--- Stated goal ---
Write out, word for word, the part of the rows below that opens with the line containing "Please locate the car roof" and closes with the line containing "(127, 1040)", including both of those lines.

[Position annotation rows]
Begin

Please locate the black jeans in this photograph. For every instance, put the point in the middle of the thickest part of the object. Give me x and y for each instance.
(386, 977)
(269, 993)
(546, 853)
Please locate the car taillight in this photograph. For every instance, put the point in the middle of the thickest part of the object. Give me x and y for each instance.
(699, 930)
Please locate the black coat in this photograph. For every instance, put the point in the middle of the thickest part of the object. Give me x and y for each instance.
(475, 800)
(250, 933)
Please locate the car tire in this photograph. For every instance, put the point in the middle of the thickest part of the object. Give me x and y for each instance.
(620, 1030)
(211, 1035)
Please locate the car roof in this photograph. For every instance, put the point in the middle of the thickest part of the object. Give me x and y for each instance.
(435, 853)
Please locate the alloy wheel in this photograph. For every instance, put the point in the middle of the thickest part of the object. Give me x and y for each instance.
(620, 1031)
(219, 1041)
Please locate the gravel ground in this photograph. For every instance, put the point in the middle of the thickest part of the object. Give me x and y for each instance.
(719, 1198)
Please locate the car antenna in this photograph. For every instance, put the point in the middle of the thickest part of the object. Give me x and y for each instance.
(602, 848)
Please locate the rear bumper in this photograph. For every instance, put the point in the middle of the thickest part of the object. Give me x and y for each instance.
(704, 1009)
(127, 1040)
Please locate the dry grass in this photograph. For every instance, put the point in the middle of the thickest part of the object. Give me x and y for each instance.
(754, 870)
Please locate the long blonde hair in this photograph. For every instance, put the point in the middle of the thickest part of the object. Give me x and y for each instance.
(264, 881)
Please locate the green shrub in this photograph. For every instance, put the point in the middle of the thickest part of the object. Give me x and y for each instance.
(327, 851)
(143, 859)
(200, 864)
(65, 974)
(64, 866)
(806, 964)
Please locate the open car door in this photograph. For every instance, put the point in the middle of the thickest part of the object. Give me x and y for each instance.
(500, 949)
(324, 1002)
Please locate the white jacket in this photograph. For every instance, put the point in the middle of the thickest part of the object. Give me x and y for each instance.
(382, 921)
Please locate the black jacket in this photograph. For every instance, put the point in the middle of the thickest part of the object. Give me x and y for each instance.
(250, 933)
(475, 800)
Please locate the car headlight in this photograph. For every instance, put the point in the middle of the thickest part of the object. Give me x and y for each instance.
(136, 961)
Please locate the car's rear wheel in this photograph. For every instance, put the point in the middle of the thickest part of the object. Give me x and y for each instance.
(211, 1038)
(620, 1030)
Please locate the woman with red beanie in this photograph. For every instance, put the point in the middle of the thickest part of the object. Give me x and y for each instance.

End

--- Result of the task ---
Please locate the car roof in this photograph. For every instance, put the point in the middle of the thickest part of the object. Give me x and y for each instance.
(435, 853)
Please locate the alloy wheel in this photograph. For every instance, put the point in the middle of the thickest part of the object. Give me x and y for each instance.
(620, 1031)
(219, 1041)
Please locate the gravel ground in this photograph. For every instance, put the point in the middle of the thickest part of the object. Give me x and y for each instance.
(719, 1198)
Please locate the car antenna in this photograph. For every instance, put the point in the middle of the thickest part of the object. Give me x and y for each instance.
(602, 848)
Please locate the rear bumper in this photograph. For every instance, put the point in the middle of the thickest part of the object. Give me x and y for each instance.
(704, 1009)
(127, 1040)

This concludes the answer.